Entries for bounding box labeling
## BEGIN
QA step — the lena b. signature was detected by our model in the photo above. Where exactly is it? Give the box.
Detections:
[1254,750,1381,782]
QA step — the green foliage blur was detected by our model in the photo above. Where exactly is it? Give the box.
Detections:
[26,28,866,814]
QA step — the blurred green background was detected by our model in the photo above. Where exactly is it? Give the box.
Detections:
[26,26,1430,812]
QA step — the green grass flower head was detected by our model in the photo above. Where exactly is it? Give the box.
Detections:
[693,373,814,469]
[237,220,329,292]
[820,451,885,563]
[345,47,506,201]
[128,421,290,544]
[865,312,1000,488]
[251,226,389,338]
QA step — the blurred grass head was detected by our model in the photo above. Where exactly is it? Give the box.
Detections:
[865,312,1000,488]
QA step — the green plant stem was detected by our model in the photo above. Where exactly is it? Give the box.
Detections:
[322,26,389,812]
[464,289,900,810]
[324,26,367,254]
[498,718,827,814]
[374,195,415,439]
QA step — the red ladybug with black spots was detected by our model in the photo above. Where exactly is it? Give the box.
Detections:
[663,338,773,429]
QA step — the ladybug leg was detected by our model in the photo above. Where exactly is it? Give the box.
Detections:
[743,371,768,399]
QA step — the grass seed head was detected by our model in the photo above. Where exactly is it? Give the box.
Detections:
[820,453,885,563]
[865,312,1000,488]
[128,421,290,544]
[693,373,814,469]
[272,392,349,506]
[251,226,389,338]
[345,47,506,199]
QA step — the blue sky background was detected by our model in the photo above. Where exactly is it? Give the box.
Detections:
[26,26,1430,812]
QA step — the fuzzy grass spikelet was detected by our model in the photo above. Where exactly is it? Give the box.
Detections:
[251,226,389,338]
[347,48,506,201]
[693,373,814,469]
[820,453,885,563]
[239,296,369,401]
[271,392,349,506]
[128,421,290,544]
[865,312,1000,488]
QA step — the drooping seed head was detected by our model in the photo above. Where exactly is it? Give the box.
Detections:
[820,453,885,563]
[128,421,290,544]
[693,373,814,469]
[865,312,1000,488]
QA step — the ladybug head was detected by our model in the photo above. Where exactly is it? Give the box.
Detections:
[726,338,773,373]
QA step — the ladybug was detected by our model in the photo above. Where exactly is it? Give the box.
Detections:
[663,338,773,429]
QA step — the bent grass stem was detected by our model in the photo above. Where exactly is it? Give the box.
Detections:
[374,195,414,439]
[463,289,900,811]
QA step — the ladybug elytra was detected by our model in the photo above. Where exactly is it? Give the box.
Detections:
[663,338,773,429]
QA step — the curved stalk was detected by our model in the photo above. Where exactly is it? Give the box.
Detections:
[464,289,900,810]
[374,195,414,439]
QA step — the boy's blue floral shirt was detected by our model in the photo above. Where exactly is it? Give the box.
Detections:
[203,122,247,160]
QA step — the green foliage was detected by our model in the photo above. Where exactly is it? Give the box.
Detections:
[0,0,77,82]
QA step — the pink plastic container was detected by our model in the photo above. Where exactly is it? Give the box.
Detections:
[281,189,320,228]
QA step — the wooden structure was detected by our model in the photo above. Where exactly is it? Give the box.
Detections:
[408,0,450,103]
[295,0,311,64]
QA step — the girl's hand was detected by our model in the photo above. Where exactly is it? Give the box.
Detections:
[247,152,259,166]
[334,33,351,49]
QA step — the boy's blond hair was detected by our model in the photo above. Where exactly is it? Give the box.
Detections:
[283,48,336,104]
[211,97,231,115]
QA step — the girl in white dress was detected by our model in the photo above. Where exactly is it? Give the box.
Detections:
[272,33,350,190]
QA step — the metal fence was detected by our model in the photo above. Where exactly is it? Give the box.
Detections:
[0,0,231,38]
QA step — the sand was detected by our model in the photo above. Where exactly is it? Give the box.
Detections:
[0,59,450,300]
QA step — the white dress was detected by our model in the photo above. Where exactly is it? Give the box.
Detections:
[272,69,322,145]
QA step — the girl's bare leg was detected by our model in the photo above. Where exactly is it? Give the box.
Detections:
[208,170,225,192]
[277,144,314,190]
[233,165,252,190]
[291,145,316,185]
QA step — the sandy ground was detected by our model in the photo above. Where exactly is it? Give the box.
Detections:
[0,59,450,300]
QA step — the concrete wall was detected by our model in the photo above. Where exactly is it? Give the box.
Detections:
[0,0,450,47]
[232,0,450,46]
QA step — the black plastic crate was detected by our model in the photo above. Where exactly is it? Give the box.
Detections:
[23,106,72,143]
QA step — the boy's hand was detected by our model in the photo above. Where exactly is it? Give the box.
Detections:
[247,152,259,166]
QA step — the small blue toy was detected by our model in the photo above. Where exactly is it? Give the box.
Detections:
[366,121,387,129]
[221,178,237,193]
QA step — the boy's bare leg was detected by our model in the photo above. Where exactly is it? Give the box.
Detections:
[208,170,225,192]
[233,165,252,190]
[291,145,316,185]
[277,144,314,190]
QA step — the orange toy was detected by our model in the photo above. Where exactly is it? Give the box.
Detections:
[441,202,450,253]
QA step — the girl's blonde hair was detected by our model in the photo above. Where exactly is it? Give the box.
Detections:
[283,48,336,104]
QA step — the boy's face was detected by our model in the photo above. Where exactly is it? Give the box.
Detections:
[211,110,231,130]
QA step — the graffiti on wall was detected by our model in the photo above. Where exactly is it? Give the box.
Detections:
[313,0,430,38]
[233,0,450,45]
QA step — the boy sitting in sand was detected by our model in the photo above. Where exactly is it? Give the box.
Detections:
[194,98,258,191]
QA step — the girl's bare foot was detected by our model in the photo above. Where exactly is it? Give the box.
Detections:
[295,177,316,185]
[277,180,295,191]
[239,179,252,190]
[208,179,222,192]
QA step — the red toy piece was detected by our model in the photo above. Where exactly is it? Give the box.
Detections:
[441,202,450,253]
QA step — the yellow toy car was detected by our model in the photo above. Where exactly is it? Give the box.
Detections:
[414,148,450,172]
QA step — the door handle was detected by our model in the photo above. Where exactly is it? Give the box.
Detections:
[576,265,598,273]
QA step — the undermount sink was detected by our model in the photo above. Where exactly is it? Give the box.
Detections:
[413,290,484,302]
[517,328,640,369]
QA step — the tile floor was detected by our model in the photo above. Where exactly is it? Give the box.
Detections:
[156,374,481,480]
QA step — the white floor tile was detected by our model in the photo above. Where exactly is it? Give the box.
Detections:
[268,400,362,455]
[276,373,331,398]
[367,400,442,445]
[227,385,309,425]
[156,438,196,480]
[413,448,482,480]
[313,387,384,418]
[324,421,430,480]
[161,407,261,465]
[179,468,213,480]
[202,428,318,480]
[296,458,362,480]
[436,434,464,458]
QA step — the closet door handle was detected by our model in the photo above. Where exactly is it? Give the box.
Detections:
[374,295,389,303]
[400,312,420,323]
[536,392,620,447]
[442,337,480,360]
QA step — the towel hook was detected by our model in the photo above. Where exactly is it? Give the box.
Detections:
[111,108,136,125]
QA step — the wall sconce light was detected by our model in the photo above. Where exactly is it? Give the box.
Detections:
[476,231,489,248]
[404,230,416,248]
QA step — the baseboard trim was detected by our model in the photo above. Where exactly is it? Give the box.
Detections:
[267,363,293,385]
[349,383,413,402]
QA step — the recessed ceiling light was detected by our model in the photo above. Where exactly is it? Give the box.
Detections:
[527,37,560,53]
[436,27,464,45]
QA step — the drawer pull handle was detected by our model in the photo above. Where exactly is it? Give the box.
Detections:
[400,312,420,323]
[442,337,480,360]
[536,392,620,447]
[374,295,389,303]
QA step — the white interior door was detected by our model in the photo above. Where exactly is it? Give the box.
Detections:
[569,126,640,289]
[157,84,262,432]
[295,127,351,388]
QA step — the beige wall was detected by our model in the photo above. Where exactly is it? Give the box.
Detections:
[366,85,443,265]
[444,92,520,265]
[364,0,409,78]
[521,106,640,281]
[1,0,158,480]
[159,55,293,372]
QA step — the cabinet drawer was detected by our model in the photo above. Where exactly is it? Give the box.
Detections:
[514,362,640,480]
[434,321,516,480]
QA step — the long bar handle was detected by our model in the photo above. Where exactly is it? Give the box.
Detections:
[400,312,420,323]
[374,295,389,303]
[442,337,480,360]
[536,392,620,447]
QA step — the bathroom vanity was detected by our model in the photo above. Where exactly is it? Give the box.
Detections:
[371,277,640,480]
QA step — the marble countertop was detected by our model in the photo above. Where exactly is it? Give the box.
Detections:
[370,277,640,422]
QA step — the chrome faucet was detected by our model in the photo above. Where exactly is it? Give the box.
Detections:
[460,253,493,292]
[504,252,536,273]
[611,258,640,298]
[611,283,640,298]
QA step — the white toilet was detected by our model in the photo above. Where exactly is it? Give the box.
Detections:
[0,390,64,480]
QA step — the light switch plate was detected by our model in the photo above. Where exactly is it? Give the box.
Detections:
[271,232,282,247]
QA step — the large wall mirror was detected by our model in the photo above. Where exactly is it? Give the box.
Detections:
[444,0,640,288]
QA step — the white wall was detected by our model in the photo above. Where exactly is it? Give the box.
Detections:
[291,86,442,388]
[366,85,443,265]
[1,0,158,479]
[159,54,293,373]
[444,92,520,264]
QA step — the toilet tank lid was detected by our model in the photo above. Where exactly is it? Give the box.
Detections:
## END
Write out the records from the line with "QA step — the small" up to and including the line with "[211,110,231,130]", copying each line exactly.

QA step — the small blue toy was detected by our model in the photo above. Where exactly is it? Give the box.
Detections:
[366,121,387,129]
[221,178,237,193]
QA step — the boy's bare leg was detected by our model in the photo above. Where exactly is it? Give the box.
Detections:
[208,170,225,192]
[233,165,252,190]
[291,145,316,185]
[277,144,314,190]
QA step — the orange toy was detected by our model in the photo above. Where exactly is it? Give the box.
Detections:
[441,202,450,253]
QA step — the girl's blonde hair was detected by our model in the photo above. Where exactly is it? Give the box.
Detections:
[283,48,336,104]
QA step — the boy's face was detected by our model in the photo above. Where exactly is it? Give the box.
Detections:
[211,110,231,130]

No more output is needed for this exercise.